__Stated goal__.
Could you render everything from the line containing "Would you mind pointing out the brown bat" down to the line containing "(1119, 158)" as a Markdown table with the columns Row and Line? Number each row, skip any blank lines, and include only those lines.

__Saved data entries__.
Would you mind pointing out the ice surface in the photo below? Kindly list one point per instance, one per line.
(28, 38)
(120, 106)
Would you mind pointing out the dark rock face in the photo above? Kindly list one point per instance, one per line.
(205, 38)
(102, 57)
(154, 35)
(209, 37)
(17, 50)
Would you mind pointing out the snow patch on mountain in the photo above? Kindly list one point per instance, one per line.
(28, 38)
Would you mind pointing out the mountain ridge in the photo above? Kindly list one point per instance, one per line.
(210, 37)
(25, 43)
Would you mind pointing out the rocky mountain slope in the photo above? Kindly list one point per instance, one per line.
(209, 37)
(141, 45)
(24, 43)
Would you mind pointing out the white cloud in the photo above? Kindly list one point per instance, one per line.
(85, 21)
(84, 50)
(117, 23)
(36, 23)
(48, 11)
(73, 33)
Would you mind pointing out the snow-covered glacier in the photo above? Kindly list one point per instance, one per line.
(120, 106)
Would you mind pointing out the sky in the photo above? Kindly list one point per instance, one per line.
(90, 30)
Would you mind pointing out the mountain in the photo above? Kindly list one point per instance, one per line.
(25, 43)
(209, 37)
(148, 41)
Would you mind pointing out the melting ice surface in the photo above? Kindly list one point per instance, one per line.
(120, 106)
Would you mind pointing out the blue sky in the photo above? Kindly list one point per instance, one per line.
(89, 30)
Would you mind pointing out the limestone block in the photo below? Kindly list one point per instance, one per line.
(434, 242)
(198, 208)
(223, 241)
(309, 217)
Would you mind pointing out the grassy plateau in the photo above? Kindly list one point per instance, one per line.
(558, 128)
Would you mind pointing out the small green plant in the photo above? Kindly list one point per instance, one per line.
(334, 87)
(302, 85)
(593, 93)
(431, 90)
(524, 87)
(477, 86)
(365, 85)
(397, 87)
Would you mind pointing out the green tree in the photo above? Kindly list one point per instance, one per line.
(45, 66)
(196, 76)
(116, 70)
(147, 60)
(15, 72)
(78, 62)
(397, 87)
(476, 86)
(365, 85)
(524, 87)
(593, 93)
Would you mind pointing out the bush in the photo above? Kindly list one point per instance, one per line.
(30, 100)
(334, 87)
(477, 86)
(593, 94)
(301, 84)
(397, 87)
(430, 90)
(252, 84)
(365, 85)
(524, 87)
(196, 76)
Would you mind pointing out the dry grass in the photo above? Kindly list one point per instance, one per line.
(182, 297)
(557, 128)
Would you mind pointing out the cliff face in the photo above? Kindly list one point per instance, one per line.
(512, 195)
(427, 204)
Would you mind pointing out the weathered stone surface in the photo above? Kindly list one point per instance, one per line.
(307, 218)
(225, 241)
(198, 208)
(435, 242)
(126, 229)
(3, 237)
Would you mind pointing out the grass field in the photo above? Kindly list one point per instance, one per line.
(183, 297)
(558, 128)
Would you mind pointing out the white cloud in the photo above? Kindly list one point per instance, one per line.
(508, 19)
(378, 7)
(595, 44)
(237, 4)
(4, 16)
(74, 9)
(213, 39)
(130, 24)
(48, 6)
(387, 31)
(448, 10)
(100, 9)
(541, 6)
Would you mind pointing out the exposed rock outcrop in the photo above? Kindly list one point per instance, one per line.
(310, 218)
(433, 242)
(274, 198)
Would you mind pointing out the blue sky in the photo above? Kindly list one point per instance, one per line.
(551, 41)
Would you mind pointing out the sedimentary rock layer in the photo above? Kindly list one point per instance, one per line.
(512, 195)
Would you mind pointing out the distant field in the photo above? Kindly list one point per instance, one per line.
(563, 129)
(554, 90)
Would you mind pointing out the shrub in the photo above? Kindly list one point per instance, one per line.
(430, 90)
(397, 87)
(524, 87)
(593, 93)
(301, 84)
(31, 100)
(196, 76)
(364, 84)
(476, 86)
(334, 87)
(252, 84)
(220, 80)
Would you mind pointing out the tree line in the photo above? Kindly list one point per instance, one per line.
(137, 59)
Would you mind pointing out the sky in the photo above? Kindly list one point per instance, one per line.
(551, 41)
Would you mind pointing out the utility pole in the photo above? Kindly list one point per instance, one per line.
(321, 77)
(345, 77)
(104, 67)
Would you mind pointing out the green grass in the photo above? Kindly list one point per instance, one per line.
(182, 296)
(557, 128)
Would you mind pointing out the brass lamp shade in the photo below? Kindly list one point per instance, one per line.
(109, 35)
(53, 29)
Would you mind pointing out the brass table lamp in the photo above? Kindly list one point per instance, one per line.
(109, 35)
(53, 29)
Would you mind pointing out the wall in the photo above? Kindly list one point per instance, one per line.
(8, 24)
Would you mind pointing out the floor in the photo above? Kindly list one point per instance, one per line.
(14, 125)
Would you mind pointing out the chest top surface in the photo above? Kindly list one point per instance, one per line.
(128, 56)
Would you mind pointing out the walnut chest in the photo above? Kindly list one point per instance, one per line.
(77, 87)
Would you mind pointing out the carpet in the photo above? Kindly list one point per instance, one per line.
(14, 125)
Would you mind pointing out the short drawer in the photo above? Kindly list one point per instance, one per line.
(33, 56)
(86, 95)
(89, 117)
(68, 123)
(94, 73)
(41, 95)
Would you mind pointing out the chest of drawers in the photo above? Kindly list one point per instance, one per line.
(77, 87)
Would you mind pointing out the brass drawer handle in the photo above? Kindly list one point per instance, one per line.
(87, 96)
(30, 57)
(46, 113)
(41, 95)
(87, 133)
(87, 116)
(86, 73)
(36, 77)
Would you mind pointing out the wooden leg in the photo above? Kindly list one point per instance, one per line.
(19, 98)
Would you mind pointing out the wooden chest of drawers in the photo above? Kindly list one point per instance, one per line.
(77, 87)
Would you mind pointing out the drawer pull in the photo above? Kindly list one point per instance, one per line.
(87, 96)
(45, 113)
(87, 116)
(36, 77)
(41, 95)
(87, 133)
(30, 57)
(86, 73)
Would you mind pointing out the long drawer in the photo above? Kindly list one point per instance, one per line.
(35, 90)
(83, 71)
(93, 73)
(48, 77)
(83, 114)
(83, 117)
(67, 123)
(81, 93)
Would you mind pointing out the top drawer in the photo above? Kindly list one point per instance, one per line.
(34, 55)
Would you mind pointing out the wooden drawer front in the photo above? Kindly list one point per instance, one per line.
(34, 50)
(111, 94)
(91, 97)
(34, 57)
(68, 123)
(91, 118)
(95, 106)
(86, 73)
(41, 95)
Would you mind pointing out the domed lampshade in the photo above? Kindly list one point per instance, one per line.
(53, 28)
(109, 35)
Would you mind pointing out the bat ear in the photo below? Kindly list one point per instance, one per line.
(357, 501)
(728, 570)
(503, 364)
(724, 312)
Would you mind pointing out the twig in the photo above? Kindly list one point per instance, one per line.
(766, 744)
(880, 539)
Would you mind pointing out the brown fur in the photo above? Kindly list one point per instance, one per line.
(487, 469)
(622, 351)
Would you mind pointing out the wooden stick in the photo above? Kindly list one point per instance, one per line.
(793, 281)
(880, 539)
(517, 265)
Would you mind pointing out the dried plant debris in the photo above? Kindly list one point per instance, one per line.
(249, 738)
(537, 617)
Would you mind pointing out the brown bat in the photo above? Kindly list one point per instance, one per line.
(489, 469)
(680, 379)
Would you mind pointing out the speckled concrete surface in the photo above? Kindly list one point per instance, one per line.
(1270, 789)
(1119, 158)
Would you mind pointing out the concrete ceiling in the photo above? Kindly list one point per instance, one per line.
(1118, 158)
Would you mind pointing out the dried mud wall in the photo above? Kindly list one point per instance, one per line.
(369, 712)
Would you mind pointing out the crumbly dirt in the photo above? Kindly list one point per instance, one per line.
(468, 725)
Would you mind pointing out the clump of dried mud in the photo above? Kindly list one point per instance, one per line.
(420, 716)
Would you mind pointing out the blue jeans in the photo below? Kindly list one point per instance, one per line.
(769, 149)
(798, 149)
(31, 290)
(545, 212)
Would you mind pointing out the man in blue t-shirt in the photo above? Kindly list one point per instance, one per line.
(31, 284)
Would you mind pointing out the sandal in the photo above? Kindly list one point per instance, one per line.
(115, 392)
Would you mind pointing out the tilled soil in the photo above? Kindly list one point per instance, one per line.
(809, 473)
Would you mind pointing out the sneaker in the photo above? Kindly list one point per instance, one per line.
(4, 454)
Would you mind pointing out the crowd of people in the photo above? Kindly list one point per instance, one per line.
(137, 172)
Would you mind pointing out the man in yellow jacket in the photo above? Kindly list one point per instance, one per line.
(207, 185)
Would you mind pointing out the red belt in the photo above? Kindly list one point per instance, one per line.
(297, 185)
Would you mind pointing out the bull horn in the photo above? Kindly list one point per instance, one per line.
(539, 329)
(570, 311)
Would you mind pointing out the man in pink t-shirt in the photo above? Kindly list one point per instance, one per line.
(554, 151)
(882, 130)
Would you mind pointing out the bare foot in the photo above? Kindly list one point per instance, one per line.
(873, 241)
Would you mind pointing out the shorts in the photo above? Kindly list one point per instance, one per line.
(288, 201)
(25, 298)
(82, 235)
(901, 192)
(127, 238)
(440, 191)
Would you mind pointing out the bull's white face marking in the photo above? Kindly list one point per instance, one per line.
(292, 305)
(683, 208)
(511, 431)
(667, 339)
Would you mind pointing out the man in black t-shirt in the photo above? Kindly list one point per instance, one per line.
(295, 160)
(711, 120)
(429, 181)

__Exercise result__.
| Row | Line |
|---|---|
| 1 | Would you mind pointing out the brown bat in the photo above? Kindly list one point per instance, one per line. |
| 2 | (489, 469) |
| 3 | (680, 379) |
| 4 | Would you mind pointing out the speckled concrete surface in the photo above? Kindly list one point per instance, one per line. |
| 5 | (1270, 789) |
| 6 | (1119, 158) |